▸ What is asked:
In the data below, restate exactly the lines from the one with "Task: one point marks each instance of the white wall" to the final line, both included, but not the pictures.

-- Begin Supplied material --

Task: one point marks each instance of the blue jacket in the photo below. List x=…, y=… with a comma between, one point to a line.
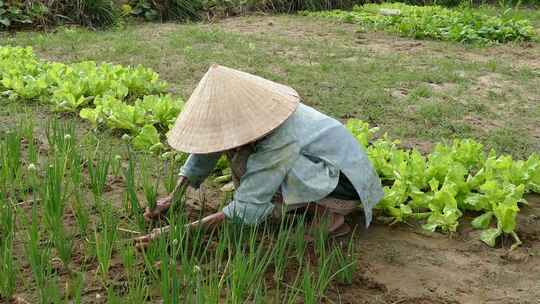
x=303, y=157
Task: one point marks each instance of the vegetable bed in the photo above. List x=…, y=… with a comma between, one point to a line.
x=435, y=22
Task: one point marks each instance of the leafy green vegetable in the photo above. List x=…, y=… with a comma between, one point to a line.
x=461, y=24
x=148, y=139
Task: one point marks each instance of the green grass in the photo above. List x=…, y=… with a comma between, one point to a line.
x=423, y=93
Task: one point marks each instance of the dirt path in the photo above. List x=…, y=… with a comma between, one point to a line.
x=405, y=265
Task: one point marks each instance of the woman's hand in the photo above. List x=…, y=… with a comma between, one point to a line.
x=164, y=203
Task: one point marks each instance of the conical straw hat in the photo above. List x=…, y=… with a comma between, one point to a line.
x=230, y=108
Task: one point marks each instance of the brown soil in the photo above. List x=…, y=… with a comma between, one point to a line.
x=406, y=265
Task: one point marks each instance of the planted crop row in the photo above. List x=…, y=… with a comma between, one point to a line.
x=435, y=22
x=63, y=224
x=453, y=179
x=129, y=99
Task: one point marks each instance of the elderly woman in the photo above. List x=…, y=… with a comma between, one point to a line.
x=283, y=154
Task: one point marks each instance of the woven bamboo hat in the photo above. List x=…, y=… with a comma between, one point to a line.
x=230, y=108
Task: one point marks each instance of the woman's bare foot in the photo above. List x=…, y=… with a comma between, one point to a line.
x=333, y=223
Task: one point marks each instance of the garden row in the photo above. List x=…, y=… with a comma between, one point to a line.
x=102, y=13
x=438, y=188
x=453, y=179
x=461, y=24
x=64, y=234
x=129, y=99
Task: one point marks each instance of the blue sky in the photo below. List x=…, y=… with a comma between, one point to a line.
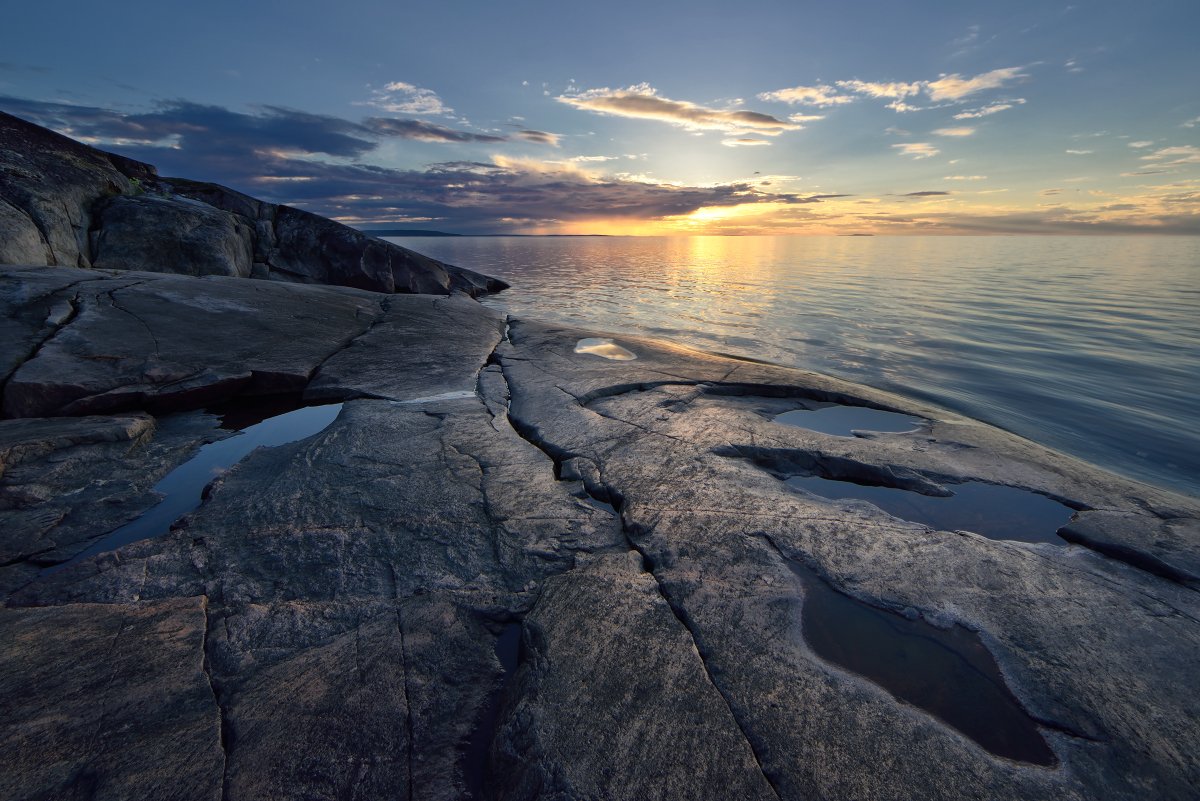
x=643, y=118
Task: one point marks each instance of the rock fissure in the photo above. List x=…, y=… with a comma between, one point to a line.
x=223, y=729
x=681, y=615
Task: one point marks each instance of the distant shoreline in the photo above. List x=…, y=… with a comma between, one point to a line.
x=417, y=232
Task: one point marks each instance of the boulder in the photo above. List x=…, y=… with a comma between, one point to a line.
x=168, y=234
x=48, y=186
x=63, y=203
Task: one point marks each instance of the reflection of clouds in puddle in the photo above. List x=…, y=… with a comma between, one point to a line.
x=183, y=488
x=948, y=673
x=604, y=348
x=459, y=395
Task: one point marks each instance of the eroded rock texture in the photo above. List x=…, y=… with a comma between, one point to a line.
x=66, y=204
x=513, y=571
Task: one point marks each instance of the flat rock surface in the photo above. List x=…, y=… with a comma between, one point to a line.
x=511, y=571
x=66, y=204
x=108, y=702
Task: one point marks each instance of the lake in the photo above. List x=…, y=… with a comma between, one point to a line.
x=1087, y=344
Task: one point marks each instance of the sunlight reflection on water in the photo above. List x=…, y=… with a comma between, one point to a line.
x=1086, y=344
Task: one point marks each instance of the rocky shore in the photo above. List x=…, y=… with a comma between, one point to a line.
x=511, y=566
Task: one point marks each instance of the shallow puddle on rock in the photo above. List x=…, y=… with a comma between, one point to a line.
x=994, y=511
x=244, y=411
x=479, y=745
x=844, y=421
x=605, y=348
x=183, y=487
x=948, y=673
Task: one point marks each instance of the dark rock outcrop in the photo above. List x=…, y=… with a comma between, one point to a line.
x=508, y=570
x=361, y=586
x=66, y=204
x=169, y=234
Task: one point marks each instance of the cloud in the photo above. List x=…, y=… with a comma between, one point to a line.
x=917, y=149
x=423, y=131
x=207, y=132
x=954, y=132
x=995, y=107
x=947, y=89
x=400, y=97
x=808, y=96
x=1175, y=155
x=9, y=66
x=744, y=142
x=539, y=137
x=892, y=90
x=643, y=102
x=955, y=86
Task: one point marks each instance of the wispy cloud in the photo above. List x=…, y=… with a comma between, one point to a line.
x=995, y=107
x=744, y=142
x=643, y=102
x=954, y=86
x=423, y=131
x=946, y=89
x=400, y=97
x=820, y=96
x=1175, y=155
x=954, y=132
x=917, y=149
x=539, y=137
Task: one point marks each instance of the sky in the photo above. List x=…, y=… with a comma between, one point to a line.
x=642, y=118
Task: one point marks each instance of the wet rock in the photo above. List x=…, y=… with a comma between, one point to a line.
x=147, y=341
x=108, y=702
x=49, y=185
x=402, y=336
x=630, y=517
x=615, y=702
x=67, y=481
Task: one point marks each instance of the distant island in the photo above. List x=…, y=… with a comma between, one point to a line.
x=405, y=232
x=425, y=232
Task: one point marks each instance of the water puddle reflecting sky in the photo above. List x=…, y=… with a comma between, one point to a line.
x=183, y=487
x=604, y=348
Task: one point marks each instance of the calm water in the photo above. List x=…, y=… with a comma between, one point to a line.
x=1087, y=344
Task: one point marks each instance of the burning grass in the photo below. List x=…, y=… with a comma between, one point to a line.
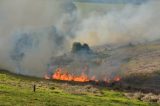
x=18, y=90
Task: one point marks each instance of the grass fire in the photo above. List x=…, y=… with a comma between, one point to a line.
x=79, y=53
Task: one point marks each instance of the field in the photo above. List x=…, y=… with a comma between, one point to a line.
x=18, y=91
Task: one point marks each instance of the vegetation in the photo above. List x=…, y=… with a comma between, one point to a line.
x=18, y=91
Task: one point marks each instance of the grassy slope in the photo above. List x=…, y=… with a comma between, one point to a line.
x=17, y=91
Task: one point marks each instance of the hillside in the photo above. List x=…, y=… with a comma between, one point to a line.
x=18, y=91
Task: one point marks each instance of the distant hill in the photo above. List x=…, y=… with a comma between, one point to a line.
x=114, y=1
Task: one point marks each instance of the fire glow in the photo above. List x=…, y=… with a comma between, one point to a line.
x=65, y=76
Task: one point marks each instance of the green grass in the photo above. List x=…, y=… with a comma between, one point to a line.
x=18, y=91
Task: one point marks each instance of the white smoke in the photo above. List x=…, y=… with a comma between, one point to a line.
x=131, y=24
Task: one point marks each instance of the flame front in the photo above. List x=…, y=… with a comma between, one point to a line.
x=59, y=75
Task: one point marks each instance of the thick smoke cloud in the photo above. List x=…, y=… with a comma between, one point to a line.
x=32, y=32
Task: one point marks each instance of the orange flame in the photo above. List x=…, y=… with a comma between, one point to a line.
x=60, y=74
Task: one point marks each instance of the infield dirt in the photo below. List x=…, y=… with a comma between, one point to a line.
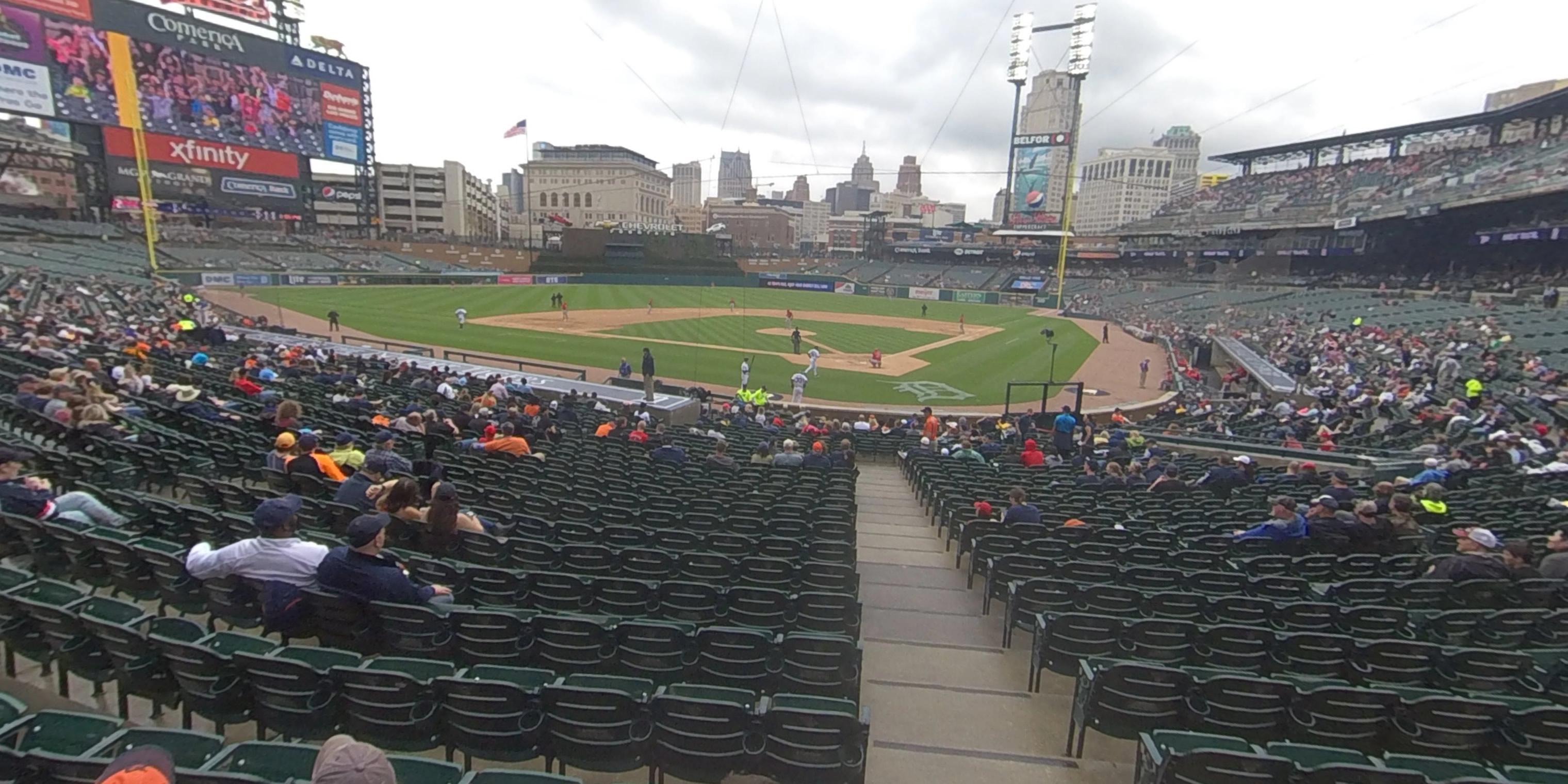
x=596, y=323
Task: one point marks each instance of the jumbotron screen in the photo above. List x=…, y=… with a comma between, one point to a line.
x=184, y=77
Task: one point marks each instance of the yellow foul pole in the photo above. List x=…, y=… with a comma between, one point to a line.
x=130, y=117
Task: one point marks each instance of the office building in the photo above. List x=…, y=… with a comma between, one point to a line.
x=516, y=190
x=1520, y=94
x=734, y=174
x=1186, y=148
x=861, y=173
x=849, y=197
x=800, y=190
x=908, y=176
x=688, y=184
x=1123, y=186
x=589, y=184
x=436, y=200
x=1048, y=109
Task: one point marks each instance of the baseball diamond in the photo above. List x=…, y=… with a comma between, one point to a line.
x=698, y=341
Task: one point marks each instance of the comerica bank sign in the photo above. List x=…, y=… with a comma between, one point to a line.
x=192, y=34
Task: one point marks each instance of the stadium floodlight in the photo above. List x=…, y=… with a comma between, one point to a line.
x=1083, y=43
x=1020, y=47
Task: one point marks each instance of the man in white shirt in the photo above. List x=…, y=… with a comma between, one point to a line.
x=278, y=554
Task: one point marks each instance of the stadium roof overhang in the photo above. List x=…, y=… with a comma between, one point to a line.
x=1548, y=104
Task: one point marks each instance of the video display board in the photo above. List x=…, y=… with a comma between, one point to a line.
x=106, y=62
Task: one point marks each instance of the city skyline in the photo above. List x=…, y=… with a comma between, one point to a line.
x=1390, y=70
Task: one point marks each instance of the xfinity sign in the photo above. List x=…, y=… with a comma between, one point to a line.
x=192, y=34
x=200, y=153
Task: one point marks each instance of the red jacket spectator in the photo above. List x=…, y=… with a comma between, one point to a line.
x=1032, y=455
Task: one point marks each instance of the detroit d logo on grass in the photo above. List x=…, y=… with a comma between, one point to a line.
x=926, y=391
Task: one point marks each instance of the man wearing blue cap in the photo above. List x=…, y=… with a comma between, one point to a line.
x=278, y=554
x=355, y=490
x=363, y=571
x=383, y=446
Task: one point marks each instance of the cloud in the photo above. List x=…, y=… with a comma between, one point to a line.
x=449, y=84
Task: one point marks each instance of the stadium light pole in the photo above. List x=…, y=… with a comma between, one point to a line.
x=1080, y=52
x=1020, y=46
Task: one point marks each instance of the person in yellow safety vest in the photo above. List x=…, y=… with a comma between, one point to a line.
x=1473, y=391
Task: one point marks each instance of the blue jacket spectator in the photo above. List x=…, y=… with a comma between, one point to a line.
x=366, y=573
x=1020, y=510
x=1286, y=524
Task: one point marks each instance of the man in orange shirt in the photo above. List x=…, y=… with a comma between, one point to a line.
x=507, y=441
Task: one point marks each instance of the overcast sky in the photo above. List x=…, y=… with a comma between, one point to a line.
x=451, y=77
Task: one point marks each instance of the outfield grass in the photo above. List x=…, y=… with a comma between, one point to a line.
x=742, y=331
x=977, y=367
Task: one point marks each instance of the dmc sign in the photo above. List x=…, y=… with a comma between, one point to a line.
x=192, y=34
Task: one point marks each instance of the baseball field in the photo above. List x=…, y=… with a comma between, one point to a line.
x=698, y=338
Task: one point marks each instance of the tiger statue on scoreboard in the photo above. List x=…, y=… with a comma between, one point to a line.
x=328, y=46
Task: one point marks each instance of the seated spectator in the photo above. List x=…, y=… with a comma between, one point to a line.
x=507, y=441
x=720, y=457
x=35, y=498
x=346, y=761
x=788, y=457
x=385, y=446
x=818, y=459
x=346, y=454
x=1032, y=455
x=1020, y=510
x=284, y=449
x=1170, y=482
x=355, y=492
x=1520, y=560
x=1285, y=524
x=844, y=457
x=276, y=554
x=1478, y=559
x=967, y=451
x=287, y=415
x=314, y=462
x=364, y=571
x=1555, y=563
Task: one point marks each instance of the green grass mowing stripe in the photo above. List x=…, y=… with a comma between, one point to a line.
x=424, y=314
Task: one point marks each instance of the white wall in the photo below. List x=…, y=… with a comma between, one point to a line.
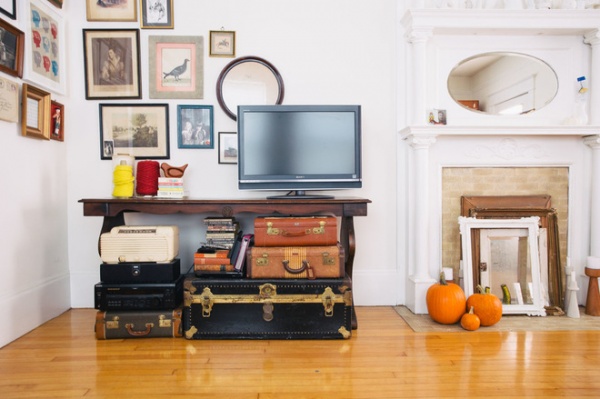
x=34, y=272
x=337, y=51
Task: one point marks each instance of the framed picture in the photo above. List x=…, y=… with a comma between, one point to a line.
x=111, y=10
x=112, y=63
x=56, y=3
x=156, y=14
x=195, y=126
x=35, y=112
x=45, y=60
x=9, y=8
x=228, y=147
x=12, y=43
x=222, y=43
x=9, y=100
x=57, y=117
x=139, y=130
x=176, y=66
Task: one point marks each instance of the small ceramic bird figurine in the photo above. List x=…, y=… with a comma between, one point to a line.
x=173, y=171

-- End Supplied material --

▸ Solution to this task:
Task: one point marks each instance of the white wall in the photo below. List x=…, y=… with a comma between, one point to a line.
x=34, y=272
x=337, y=51
Task: one point marks each instance of the framed picture in the photo above. List x=…, y=… with a comma between, one point to a line.
x=111, y=10
x=112, y=63
x=56, y=3
x=156, y=14
x=195, y=126
x=35, y=112
x=45, y=60
x=9, y=8
x=228, y=147
x=12, y=43
x=222, y=43
x=9, y=100
x=57, y=117
x=139, y=130
x=176, y=66
Task: one point marks each instance of the small ceramic bird figurine in the photo above. List x=…, y=… with a comma between, one point to a line.
x=173, y=171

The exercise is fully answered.